> _Exercise brief_: Please reproduce the listing in full, exactly as given.

BEGIN Entries supplied

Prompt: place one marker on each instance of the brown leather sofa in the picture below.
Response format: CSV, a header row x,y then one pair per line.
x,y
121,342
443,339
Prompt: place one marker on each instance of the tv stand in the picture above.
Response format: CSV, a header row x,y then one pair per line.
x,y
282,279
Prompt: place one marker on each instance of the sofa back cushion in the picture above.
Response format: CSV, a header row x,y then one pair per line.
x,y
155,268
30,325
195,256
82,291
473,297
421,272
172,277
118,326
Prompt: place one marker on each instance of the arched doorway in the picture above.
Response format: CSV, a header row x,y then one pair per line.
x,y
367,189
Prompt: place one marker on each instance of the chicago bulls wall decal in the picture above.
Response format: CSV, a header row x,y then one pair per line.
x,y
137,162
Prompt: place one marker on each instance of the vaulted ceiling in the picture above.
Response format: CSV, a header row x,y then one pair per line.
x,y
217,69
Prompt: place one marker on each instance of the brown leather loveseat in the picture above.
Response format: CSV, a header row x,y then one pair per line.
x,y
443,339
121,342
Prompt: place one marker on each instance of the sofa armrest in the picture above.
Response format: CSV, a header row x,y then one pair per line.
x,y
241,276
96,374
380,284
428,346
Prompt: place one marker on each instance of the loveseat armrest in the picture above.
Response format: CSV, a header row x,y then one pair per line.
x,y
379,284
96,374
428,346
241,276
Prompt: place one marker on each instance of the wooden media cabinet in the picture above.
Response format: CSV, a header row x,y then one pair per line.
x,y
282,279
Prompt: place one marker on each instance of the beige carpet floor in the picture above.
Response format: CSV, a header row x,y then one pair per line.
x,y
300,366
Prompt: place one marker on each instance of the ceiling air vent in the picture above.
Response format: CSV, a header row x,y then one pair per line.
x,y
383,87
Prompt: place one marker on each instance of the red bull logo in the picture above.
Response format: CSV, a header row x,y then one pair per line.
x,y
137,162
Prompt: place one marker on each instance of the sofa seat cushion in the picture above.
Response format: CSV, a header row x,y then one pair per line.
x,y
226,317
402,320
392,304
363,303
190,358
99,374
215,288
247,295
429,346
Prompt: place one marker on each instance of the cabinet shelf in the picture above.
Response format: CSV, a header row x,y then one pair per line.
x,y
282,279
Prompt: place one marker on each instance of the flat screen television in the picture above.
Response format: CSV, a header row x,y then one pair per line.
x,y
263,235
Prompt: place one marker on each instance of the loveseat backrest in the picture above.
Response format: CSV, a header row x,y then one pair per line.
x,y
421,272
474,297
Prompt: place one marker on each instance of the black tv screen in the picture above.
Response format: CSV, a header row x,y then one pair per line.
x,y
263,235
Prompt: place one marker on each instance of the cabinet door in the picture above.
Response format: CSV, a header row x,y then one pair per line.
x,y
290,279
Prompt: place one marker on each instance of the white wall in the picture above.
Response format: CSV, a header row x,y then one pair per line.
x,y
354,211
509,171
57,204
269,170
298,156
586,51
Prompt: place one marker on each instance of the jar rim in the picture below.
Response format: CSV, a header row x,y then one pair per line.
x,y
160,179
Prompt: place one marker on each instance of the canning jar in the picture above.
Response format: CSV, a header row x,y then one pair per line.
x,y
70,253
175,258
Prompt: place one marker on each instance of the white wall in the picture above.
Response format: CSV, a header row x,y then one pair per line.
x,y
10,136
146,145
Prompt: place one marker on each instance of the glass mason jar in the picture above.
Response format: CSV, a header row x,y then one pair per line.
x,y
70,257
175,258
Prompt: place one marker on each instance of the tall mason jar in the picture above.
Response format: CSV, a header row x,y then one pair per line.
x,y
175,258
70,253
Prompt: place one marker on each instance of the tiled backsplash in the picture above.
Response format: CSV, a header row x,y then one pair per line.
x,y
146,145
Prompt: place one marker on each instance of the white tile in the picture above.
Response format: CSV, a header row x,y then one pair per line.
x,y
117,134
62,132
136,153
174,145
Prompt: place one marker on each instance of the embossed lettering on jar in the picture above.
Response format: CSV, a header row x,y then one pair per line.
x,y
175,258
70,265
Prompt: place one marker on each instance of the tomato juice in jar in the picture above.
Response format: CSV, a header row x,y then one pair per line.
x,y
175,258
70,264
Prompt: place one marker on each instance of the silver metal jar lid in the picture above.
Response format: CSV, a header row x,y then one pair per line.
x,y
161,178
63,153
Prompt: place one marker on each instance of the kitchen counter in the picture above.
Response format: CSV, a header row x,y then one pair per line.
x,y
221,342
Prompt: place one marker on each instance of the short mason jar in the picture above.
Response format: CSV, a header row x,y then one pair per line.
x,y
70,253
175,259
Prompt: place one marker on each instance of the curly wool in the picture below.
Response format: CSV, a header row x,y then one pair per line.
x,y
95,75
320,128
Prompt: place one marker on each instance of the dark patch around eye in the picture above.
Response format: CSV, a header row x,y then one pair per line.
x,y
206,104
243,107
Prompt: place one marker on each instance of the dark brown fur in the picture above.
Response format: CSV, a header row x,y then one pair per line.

END Entries supplied

> _Solved exercise_:
Prompt: place one marker on each instance of the brown leather sofa in the picture below.
Response format: CSV, a header row x,y then one pair per line.
x,y
121,342
443,339
Prompt: place one marker on each instance of the tv stand in the picture above.
Response format: CSV, a header row x,y then one pair per line.
x,y
282,279
Prompt: place one marker on each instance of the sofa back cushion in the picture above.
Response format: CSV, a header row x,y then one pair per line.
x,y
155,268
30,325
195,256
82,291
473,297
421,272
172,277
118,326
Prompt: place one marker on each instance of the arched doorway in the picture above.
Response format: CSV, a header row x,y then one pair per line.
x,y
367,189
Prompt: place one marker on each instance of the chicago bulls wall decal in the picture above.
Response format: CSV, a header row x,y then one pair per line.
x,y
137,162
Prompt: place one marker on each instance of the vaulted ceiling in the picture above.
Response format: CSV, a header row x,y then one pair per line.
x,y
217,69
Prompt: place one marker on each instance of the brown leather loveseat in the picture above.
Response format: CSV, a header row x,y then one pair per line.
x,y
443,339
121,342
Prompt: place one marker on each instance of the sofa armrest in the picture above.
Response format: CSV, a header row x,y then one pair per line.
x,y
241,276
96,374
380,284
428,346
Prompt: place one marker on each instance of the loveseat armrest in the picture above.
Response format: CSV, a header row x,y then one pair per line.
x,y
379,284
96,374
428,346
241,276
Prompt: place one marker on each instance of the wooden media cabinet in the picture above.
Response format: CSV, a header row x,y then one pair per line.
x,y
282,279
Prompt: place one marker on each instance of the beige carpet floor in the picture above.
Response format: CSV, a header row x,y then one pair per line.
x,y
300,366
Prompt: place one marker on each instance of the ceiling air vent in the picture above.
Response format: CSV, a header row x,y then one pair per line.
x,y
383,87
Prompt: place one marker on each instance of the red bull logo in the picture above.
Response format: CSV, a header row x,y then one pair per line.
x,y
137,162
Prompt: place one marker on each instance of the sofa seat cushion in the picture above.
Response format: CSV, a header row x,y then one pair per line.
x,y
226,317
402,320
392,304
363,303
190,358
99,374
215,288
247,295
429,346
Prompt: place one marker on each instance of the cabinet shelf in the picture above.
Response format: CSV, a header row x,y then one pair per line.
x,y
282,279
Prompt: place one marker on each instance of the flat screen television in the picture above.
Response format: CSV, a header row x,y then one pair per line.
x,y
263,235
Prompt: place one marker on each instance of the loveseat backrest in the picture above.
Response format: CSV, a header row x,y then one pair per line.
x,y
421,272
474,297
Prompt: place one marker on each instance of the black tv screen in the picture above.
Response format: CSV, a header row x,y then one pair per line.
x,y
263,235
Prompt: place one marker on each instance of the cabinet door in the picture above.
Response format: CSV, a header row x,y then one pair per line.
x,y
290,279
Prompt: place one marker on each instance of the white wall in the picture above.
Response format: CSV, a header row x,y then one pair per line.
x,y
354,211
509,171
57,204
269,170
298,156
586,51
Prompt: place one marker on each instance of the jar rim in the picture below.
Response format: CSV, a header row x,y then one pair per line.
x,y
160,179
Prompt: place one marker on each instance of the canning jar in the picture above.
Response format: CSV, a header row x,y then one pair per line.
x,y
70,253
175,258
Prompt: place one marker on each instance of the white wall in the picture above.
Response format: CSV, a header row x,y then one pair per line.
x,y
10,136
146,145
Prompt: place one marker on each instance of the glass mason jar in the picture above.
Response format: CSV, a header row x,y then one pair per line.
x,y
70,257
175,258
Prompt: place one marker on each instance of the tall mason jar in the picture above.
Response format: CSV, a header row x,y then one pair per line.
x,y
175,258
70,253
Prompt: place one marker on each instance of the tiled backsplash in the picture above.
Response format: CSV, a header row x,y then one pair per line.
x,y
146,145
Prompt: place one marker on each instance of the white tile in the picture above.
Response format: CSV, a header row x,y then one pair per line.
x,y
117,134
62,132
136,153
174,145
Prompt: place one marker on each instance of the embossed lettering on jar in the picture above.
Response format: CSV, a header row x,y then one pair per line.
x,y
175,258
70,265
Prompt: place one marker on each instance of the tomato juice in jar in the picture above.
Response format: CSV, a header row x,y then one pair per line.
x,y
175,258
70,264
Prompt: place one marker on each instance of the silver metal jar lid in the picture above.
Response format: CSV, a header row x,y then one pair per line.
x,y
161,178
63,153
Prompt: place one marker on each instance of the kitchen counter in the picture above.
Response format: CSV, a header row x,y then one pair per line.
x,y
221,342
Prompt: place one marker on each instance of the short mason jar in the picture above.
Response format: CSV, a header row x,y then one pair per line.
x,y
70,253
175,259
Prompt: place one marker on each instance of the curly wool in the picture below.
Response format: CSV, a header row x,y then one pair per line.
x,y
95,75
320,128
Prompt: place one marker on each instance of the dark patch around eye in the picture above.
Response format: CSV, a header row x,y then one pair per line.
x,y
206,104
243,107
Prompt: place one marker on each instance of the dark brown fur in the picture above.
Response format: CSV, a header row x,y then one pair per line.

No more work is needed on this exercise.